- EXERCISE -
Retype the records below exactly. Leave nothing out.

[Items from a dataset]
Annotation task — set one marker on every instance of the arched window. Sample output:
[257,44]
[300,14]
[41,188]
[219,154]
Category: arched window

- ANSWER BOX -
Annotation task — set one marker on every instance of the arched window. Sample output:
[257,44]
[300,14]
[41,188]
[219,154]
Category: arched window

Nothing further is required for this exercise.